Selected excerpt:
******************************

# tractor creeper /crawler transmission



## robertrej (May 24, 2012)

I am buying a new tractor and want to use a flail mower attachment.Most of
the manufacturers recommend creeper transmissions for maximum efficiency.
I have done some research and it seems most tractors have a rated speed of
1.5 mph in 1 st gear range low ( standard transmission) .My question: is that
too fast and do I really need a creeper transmission?
Only select models have that transmission?

A rotary mower will work on all transmissions if need be.

Thanks / Bob


----------



## shona13 (Aug 12, 2011)

G,Day robertrej.
All Massey tractors except the little grey ferguson have low range gearboxes which is plenty slow enough for your flail mower.
Just remember that in some situations it may be necessary to do the job in two passes that is if what you are mowing is really dense and matted ,no machine will do it in one pass so some common sense is required when using any machine, but yes most 35/40 horsepower tracors will do the job.
happy Mowing .
Regards .
Hutch. 
P.S Welcome to the forum.


----------



## MBTRAC (May 28, 2012)

Flail mowers can required a lot more torque/power in dense vegation than equivalent rotary mowers & that I suspect is why manufacturers recommend creeper gears (i.e. to keep the tractor in their sweet "power band" within operating rpms & also to be able to specific a lower power requirement for their implement).........though flail mowers are great in initial clearing or semi-annual maintenance of woody weeds/bush....& considerably less efficient than rotarys in cleared pasture.

Operating at maximum efficiency in the "ideal" world, consider a 72inch implement (be it a flail mower, slasher, plough or whatever) @ 1mph will only cover 5acres in 7.6hours......something most salespeople either don't know or acknowledge.....

I have both flails & rotarys (slashers or bush hogs as I think they're called in the USA), a rotary is more versatile but on the downside leave windrows, a flail is hard to beat on taming new ground but vastly more time, power & fuel consuming on pasture.


----------

******************************

Raw records:
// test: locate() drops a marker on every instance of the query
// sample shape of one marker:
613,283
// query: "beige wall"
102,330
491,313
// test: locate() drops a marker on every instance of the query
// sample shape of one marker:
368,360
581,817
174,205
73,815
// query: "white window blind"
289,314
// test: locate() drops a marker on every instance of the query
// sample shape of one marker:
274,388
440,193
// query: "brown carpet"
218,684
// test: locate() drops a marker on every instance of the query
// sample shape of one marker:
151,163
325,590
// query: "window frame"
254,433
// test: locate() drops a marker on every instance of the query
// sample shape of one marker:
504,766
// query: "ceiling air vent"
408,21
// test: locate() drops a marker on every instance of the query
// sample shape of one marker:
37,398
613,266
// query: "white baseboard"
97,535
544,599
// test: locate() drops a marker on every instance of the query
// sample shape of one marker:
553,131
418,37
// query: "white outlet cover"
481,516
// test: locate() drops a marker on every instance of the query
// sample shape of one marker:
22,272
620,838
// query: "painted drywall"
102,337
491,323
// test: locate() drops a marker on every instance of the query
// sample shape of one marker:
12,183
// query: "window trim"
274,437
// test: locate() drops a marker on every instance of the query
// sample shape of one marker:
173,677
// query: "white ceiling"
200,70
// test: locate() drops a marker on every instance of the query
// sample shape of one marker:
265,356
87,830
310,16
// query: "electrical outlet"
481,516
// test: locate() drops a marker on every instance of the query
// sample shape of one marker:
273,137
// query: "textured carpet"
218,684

******************************

What you need to do: Please return everything in the tractor transmission thread from "## robertrej (May" down to "a creeper transmission?", word for word. The data comes from a separate source and is not connected to the forum thread.

Finished answer:
## robertrej (May 24, 2012)

I am buying a new tractor and want to use a flail mower attachment.Most of
the manufacturers recommend creeper transmissions for maximum efficiency.
I have done some research and it seems most tractors have a rated speed of
1.5 mph in 1 st gear range low ( standard transmission) .My question: is that
too fast and do I really need a creeper transmission?